[Source records]
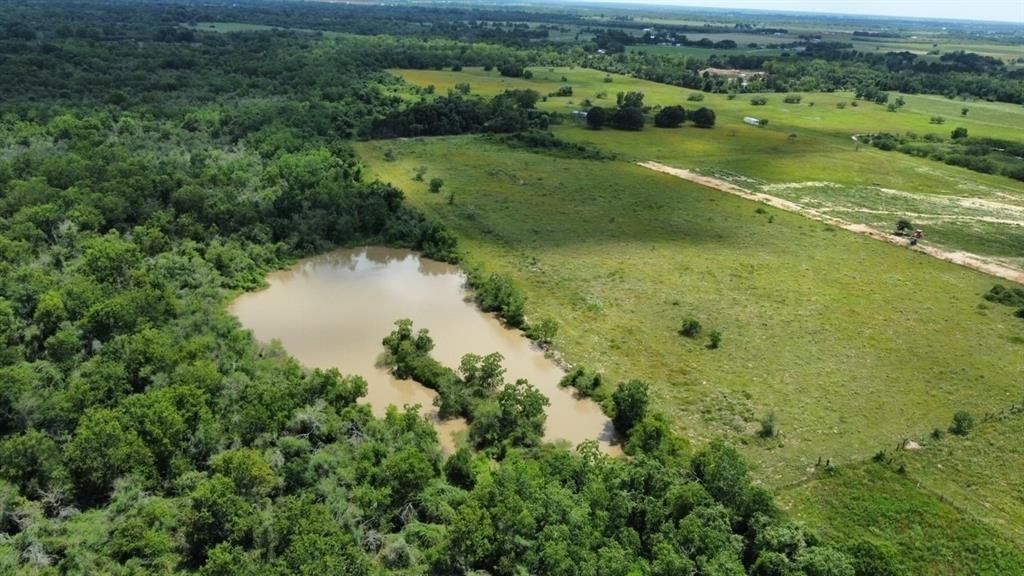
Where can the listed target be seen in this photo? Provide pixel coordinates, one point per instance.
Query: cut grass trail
(853, 343)
(819, 166)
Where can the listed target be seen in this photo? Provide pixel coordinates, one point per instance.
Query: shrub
(963, 423)
(543, 332)
(584, 380)
(628, 118)
(690, 328)
(768, 427)
(714, 339)
(630, 400)
(596, 117)
(702, 118)
(497, 293)
(511, 70)
(670, 117)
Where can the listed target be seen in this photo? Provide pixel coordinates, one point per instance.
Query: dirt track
(968, 259)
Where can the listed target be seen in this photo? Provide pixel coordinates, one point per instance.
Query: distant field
(925, 45)
(838, 334)
(806, 154)
(931, 532)
(230, 27)
(852, 343)
(698, 52)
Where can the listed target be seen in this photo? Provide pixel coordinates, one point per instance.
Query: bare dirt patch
(968, 259)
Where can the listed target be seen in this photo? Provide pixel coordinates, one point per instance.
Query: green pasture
(699, 52)
(930, 532)
(233, 27)
(851, 342)
(807, 153)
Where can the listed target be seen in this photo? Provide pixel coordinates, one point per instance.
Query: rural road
(968, 259)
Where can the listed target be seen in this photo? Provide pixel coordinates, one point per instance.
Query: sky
(1001, 10)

▶ What to produce:
All lines from the one containing "Query: rural road" to the end of the data above are to be set down exactly; no others belong in the answer.

▶ Solution to this exercise:
Query: rural road
(968, 259)
Where can the listed target be seen in this photo? Provide pixel coordinates, one point per instance.
Query: sky
(1001, 10)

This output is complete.